WRITTEN PROBLEM:
Write out every entry exactly as it appears.

SOURCE MATERIAL:
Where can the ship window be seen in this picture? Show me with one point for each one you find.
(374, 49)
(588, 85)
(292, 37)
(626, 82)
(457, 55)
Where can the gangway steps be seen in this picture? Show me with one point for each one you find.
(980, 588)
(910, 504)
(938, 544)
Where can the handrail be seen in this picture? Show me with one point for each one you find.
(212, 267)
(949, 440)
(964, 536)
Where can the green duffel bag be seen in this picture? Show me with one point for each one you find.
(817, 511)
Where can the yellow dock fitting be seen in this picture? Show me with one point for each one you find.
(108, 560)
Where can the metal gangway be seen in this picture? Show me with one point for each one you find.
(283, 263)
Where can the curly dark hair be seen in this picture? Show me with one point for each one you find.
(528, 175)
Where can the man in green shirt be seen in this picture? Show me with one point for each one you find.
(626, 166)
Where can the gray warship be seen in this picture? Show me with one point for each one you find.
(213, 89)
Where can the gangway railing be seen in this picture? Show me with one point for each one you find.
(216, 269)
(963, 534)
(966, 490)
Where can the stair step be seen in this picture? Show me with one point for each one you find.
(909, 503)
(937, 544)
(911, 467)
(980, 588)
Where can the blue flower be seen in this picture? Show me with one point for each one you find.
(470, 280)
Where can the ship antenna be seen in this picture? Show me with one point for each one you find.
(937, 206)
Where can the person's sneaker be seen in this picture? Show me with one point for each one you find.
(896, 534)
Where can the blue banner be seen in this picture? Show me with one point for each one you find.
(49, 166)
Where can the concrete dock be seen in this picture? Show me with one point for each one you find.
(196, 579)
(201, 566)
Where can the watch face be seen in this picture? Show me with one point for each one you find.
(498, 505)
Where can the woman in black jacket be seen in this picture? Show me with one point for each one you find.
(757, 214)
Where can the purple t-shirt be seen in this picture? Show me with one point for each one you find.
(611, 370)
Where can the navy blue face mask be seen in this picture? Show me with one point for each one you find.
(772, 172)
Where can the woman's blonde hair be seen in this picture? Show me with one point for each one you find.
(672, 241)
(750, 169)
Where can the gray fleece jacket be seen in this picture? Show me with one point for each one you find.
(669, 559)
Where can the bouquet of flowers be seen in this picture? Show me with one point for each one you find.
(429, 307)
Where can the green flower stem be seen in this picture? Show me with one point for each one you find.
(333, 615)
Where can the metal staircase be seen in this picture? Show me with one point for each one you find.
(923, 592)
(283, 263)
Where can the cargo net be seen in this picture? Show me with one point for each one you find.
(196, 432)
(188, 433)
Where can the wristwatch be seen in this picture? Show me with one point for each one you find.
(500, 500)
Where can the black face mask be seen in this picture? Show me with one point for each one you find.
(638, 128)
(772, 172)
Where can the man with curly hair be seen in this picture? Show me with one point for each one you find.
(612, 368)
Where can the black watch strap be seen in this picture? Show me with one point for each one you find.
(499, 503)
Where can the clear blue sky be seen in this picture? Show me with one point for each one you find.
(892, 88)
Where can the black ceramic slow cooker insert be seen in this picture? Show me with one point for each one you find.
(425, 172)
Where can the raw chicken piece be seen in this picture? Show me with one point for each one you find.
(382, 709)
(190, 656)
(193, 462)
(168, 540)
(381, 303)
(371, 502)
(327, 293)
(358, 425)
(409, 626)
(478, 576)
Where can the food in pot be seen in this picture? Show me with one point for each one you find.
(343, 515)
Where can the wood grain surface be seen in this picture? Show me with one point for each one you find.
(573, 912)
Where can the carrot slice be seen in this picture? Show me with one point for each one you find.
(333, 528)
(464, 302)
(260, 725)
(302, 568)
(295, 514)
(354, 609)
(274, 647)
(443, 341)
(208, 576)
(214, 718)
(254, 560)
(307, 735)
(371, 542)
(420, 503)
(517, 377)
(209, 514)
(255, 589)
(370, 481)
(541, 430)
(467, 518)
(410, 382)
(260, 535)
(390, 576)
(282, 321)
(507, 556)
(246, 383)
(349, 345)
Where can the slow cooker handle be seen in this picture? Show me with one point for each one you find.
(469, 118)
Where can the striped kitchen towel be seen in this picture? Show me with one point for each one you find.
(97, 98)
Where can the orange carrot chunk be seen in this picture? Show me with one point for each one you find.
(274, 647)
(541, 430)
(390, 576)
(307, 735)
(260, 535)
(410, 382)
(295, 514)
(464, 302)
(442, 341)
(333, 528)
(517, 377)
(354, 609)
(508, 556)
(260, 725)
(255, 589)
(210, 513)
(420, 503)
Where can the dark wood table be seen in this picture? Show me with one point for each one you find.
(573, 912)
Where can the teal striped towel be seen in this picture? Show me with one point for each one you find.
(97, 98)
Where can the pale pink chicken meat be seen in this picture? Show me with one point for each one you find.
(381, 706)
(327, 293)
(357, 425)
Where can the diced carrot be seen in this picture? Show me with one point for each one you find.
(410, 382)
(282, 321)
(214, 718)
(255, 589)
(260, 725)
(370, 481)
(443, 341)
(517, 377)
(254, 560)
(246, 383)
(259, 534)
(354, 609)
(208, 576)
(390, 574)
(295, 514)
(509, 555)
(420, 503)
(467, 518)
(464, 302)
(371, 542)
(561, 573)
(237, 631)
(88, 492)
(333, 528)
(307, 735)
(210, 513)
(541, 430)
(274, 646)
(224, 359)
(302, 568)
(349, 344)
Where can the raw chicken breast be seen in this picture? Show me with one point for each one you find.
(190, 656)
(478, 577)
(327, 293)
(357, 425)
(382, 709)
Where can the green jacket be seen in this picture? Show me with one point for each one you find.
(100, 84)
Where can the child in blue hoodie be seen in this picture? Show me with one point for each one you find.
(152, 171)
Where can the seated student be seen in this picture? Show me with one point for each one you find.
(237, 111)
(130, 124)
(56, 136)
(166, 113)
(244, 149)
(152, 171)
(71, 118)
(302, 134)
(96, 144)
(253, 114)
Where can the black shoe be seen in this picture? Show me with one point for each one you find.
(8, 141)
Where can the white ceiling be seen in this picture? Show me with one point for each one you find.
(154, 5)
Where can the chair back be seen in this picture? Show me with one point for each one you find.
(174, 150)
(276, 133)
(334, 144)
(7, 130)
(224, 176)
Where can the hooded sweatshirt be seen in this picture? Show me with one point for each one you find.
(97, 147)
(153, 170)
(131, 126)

CORRECT ANSWER:
Where can the ship window be seen in this picture? Show me with one point for each one you find.
(374, 49)
(588, 85)
(292, 37)
(626, 82)
(457, 55)
Where can the gangway steps be seen in this picture? Show me with one point for each one you find.
(980, 588)
(910, 504)
(938, 544)
Where can the handrail be seen in this picture? Show me with one point for each one you find.
(212, 267)
(949, 440)
(964, 536)
Where can the green duffel bag be seen in this picture? Show me with one point for each one you find.
(817, 511)
Where can the yellow dock fitting be seen in this picture? Show me with one point for each one you find.
(108, 560)
Where can the metal gangway be seen in this picture? Show me with one point for each one you find.
(283, 263)
Where can the curly dark hair be seen in this picture? Show me with one point for each one you find.
(528, 175)
Where can the man in green shirt be seen in this picture? Show me with one point for each one you find.
(626, 166)
Where can the gray warship be seen in this picture? Show me with one point for each one you find.
(213, 89)
Where can the gangway railing be seen in this picture? Show me with one point for each one you find.
(216, 269)
(963, 534)
(966, 490)
Where can the stair step be seen in this picture? Show me with one point for each one you find.
(909, 503)
(937, 544)
(911, 467)
(980, 588)
Where can the blue flower be seen in this picture? Show me with one point for each one you find.
(470, 280)
Where can the ship antenna be seen in this picture? Show me with one point for each one you find.
(937, 206)
Where can the person's sneaker be seen in this picture? Show me with one point for each one you find.
(896, 534)
Where can the blue banner be seen in this picture? Show me with one point for each one you find.
(49, 166)
Where can the concrete dock be seen in this picture? Show me with one point for each one you find.
(196, 579)
(201, 566)
Where can the watch face be seen in this picture? Show me with one point for each one you find.
(498, 505)
Where can the woman in black jacket be seen in this picture? Show me with one point for each one you find.
(757, 214)
Where can the purple t-shirt be seen in this picture? Show me with one point for each one you find.
(611, 370)
Where can the navy blue face mask be seen in this picture? Show me with one point for each one you find.
(772, 172)
Where can the woman's blonde hair be seen in this picture? Show me with one point for each one you find.
(672, 241)
(750, 169)
Where can the gray fleece jacket be seen in this picture? Show me with one point for each one you find.
(669, 559)
Where can the bouquet of flowers be seen in this picture? Show me with one point for each one you find.
(429, 307)
Where can the green flower stem be seen in this picture? Show me with one point for each one you find.
(333, 615)
Where can the metal staircase be seen in this picture? Show me with one point for each one you find.
(923, 592)
(283, 263)
Where can the cargo net be seen in this picture? Show me with one point for each one you find.
(196, 432)
(188, 433)
Where can the wristwatch be seen in this picture? Show me with one point for each one you find.
(500, 500)
Where can the black face mask be seen in this picture? Show me with one point for each one you find.
(638, 128)
(772, 172)
Where can the man with curly hair be seen in this picture? Show me with one point for each one you find.
(612, 368)
Where can the black watch strap be seen in this picture? Show me with one point for each one you find.
(499, 503)
Where can the clear blue sky be seen in this picture? Show me with one point for each one you find.
(892, 88)
Where can the black ceramic slow cooker insert be seen in this picture? Show me with one point for each one you find.
(425, 172)
Where can the raw chicken piece be seen in this picture? Show me with one point for each one you find.
(382, 709)
(190, 656)
(193, 462)
(168, 540)
(381, 303)
(371, 502)
(327, 293)
(358, 425)
(409, 626)
(478, 576)
Where can the food in pot be seen in this picture? Show me with one point for each one you find.
(343, 515)
Where can the wood grain surface be seen in this picture? Show me with one point for each one you find.
(573, 912)
Where can the carrot slice be seen in this picture? Show me with one point for each one you find.
(333, 528)
(464, 302)
(260, 725)
(302, 568)
(295, 514)
(354, 609)
(274, 647)
(443, 341)
(208, 576)
(214, 718)
(254, 560)
(307, 735)
(371, 542)
(420, 503)
(517, 377)
(209, 514)
(255, 589)
(370, 481)
(541, 430)
(467, 518)
(410, 382)
(260, 535)
(390, 576)
(282, 321)
(507, 556)
(246, 383)
(349, 345)
Where can the slow cooker handle be seen in this picture? Show me with one point for each one you find.
(469, 118)
Where can the striped kitchen towel be seen in this picture? Show me with one point for each one you find.
(97, 98)
Where can the orange carrot chunk be seen in this picture? Show me with one point for each one you find.
(274, 647)
(541, 430)
(390, 576)
(307, 735)
(260, 535)
(410, 382)
(295, 514)
(464, 302)
(442, 341)
(333, 528)
(517, 377)
(354, 609)
(508, 556)
(260, 725)
(255, 589)
(210, 513)
(420, 503)
Where can the dark wood table be seen in this picture? Show me with one point for each one you find.
(573, 912)
Where can the teal striped towel be seen in this picture? Show me with one point for each one you find.
(97, 98)
Where can the pale pink chicken meat be seen in this picture? Show me with one point for each one you find.
(381, 706)
(327, 293)
(357, 425)
Where can the diced carrot be seen in this picture? Show me with one point for each one you find.
(410, 382)
(282, 321)
(214, 718)
(255, 589)
(260, 725)
(370, 481)
(443, 341)
(517, 377)
(254, 560)
(246, 383)
(259, 534)
(354, 609)
(208, 576)
(390, 574)
(295, 514)
(509, 555)
(420, 503)
(467, 518)
(464, 302)
(371, 542)
(561, 573)
(237, 631)
(88, 492)
(333, 528)
(307, 735)
(210, 513)
(541, 430)
(274, 646)
(224, 359)
(302, 568)
(349, 344)
Where can the raw chicken breast be seen in this picture? Show me with one point for each one you find.
(190, 656)
(478, 577)
(327, 293)
(357, 425)
(382, 709)
Where can the green jacket be seen in this picture? Show me with one point for each one you find.
(100, 84)
Where can the child in blue hoodie be seen in this picture? Show me with one point for each one you find.
(152, 171)
Where can the seated student be seen in this picture? Show me with one point for each one you find.
(237, 111)
(130, 124)
(56, 136)
(166, 113)
(244, 149)
(152, 171)
(71, 118)
(302, 134)
(96, 144)
(253, 114)
Where can the black shoe be seen in this picture? Show me with one point for each one you find.
(8, 141)
Where can the white ceiling be seen in this picture? Show me with one point for each one you find.
(154, 5)
Where can the chair back be seen in this picture? Show me with one point for each one you find.
(174, 150)
(276, 133)
(334, 144)
(7, 130)
(224, 176)
Where can the hooded sweatshirt be seen in this picture? Show me with one point for each one you find.
(97, 147)
(153, 170)
(131, 126)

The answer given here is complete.